*What to work on*
Quote the entries below verbatim, beginning at the line that contains "Practice. Indicate each instance of the tree" and ending after the line that contains "x=156, y=264".

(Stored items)
------------------------------------------------------------

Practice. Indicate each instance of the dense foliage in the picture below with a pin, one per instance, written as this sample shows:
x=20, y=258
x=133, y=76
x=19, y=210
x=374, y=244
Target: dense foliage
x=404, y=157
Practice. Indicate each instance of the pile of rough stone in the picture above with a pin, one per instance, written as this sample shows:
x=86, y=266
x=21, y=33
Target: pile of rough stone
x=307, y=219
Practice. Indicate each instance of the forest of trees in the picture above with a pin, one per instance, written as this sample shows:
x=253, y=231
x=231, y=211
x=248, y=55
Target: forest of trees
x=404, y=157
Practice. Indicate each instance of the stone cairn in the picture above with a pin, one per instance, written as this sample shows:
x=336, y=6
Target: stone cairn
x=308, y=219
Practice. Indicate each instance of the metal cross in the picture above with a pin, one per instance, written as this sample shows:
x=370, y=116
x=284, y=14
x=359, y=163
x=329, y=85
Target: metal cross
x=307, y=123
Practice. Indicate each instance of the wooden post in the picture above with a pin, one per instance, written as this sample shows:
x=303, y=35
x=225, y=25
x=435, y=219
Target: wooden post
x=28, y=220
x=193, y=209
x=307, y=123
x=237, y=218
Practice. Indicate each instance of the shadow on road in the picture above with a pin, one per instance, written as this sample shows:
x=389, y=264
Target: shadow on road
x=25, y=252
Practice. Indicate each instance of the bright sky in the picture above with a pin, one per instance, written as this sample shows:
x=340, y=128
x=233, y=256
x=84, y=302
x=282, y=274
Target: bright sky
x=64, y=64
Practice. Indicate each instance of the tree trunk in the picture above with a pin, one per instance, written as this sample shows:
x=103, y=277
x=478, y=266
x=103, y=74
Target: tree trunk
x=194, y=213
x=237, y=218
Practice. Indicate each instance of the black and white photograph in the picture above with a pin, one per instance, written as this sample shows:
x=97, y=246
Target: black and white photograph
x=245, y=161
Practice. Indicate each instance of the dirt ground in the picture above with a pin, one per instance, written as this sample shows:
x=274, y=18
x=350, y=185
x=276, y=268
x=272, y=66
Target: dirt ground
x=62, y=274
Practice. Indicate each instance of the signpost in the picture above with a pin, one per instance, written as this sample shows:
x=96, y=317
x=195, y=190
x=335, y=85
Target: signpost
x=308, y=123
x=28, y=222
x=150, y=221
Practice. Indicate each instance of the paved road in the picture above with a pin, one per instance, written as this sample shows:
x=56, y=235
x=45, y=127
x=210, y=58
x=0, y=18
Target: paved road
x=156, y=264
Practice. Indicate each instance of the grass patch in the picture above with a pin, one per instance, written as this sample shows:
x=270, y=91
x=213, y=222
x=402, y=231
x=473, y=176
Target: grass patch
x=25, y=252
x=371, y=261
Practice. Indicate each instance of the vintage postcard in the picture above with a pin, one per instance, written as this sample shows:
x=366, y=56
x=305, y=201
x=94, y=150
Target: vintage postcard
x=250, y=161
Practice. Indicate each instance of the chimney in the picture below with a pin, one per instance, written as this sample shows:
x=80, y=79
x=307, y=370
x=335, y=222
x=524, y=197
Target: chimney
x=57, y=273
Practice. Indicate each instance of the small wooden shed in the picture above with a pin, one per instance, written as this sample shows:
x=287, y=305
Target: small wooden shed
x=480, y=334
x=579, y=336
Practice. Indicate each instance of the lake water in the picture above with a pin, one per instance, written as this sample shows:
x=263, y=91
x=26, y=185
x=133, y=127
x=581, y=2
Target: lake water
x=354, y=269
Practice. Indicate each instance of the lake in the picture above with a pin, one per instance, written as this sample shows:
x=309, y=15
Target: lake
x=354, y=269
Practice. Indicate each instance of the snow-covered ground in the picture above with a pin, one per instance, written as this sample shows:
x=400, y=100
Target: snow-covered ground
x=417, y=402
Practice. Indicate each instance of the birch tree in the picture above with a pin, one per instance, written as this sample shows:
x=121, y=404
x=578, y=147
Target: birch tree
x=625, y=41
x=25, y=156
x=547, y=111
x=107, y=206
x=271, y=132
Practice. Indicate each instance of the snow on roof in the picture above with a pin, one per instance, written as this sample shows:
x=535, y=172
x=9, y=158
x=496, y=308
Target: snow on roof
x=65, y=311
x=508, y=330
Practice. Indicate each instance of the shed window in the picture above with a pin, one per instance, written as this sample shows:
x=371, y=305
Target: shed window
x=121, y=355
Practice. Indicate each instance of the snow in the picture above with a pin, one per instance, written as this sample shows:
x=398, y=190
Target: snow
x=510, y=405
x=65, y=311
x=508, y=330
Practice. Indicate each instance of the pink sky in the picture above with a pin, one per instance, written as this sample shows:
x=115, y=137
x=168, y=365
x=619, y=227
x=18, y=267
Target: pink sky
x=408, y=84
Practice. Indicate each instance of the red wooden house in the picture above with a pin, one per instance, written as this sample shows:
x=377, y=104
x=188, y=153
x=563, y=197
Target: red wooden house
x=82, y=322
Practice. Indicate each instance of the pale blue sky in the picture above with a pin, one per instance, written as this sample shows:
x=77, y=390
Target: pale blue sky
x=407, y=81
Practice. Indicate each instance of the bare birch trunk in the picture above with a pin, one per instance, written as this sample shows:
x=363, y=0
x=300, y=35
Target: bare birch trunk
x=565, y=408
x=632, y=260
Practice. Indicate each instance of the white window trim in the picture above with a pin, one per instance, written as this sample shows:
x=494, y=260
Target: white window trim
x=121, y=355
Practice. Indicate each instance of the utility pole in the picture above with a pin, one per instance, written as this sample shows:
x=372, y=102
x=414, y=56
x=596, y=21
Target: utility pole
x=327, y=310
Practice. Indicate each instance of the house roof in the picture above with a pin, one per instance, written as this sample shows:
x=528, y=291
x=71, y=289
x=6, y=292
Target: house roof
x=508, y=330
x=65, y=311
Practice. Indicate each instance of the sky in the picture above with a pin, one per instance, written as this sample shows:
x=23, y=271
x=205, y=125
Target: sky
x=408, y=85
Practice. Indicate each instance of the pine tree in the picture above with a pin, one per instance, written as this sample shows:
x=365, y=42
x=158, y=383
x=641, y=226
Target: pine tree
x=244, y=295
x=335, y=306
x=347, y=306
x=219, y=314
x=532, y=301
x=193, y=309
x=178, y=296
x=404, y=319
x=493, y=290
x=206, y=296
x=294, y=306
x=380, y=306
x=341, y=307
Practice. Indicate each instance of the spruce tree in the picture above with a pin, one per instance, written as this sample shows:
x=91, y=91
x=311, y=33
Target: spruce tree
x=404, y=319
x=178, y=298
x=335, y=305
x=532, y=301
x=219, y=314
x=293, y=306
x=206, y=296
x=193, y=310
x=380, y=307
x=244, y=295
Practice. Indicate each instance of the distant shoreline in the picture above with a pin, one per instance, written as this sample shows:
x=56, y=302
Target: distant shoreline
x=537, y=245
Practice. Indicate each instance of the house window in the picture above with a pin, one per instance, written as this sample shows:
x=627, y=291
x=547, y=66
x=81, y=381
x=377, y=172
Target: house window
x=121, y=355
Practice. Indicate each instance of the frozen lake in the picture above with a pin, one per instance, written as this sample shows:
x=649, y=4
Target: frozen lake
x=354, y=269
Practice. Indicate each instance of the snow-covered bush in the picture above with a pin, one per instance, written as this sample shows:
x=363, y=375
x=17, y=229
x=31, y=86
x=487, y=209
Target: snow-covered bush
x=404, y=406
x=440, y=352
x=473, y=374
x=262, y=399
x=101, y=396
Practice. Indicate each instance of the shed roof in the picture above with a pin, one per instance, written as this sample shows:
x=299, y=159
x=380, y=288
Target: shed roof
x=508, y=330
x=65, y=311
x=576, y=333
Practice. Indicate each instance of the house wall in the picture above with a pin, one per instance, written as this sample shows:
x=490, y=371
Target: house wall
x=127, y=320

------------------------------------------------------------

*Answer for the task*
Practice. Indicate each instance of the tree trunk in the picture above with a pin, one per instance, written as this sample shows:
x=103, y=277
x=478, y=266
x=103, y=74
Target: tree trunk
x=194, y=213
x=237, y=218
Practice. Indicate each instance of the black and white photograph in the picture above with a pin, one per instance, written as this sample shows:
x=97, y=246
Target: black and white photograph
x=245, y=161
Practice. Indicate each instance of the dirt ground in the picture above with a pin, one per instance, written as this sample shows:
x=274, y=18
x=350, y=185
x=276, y=268
x=272, y=66
Target: dirt ground
x=62, y=274
Practice. Indicate each instance of the signpost in the picture above with a pin, one per instance, written as this sample shows:
x=96, y=317
x=195, y=190
x=335, y=85
Target: signpost
x=308, y=123
x=28, y=222
x=150, y=221
Practice. Indicate each instance of the paved road in the picture above with a pin, one per instance, written as this sample shows:
x=56, y=235
x=45, y=127
x=210, y=58
x=0, y=18
Target: paved road
x=156, y=264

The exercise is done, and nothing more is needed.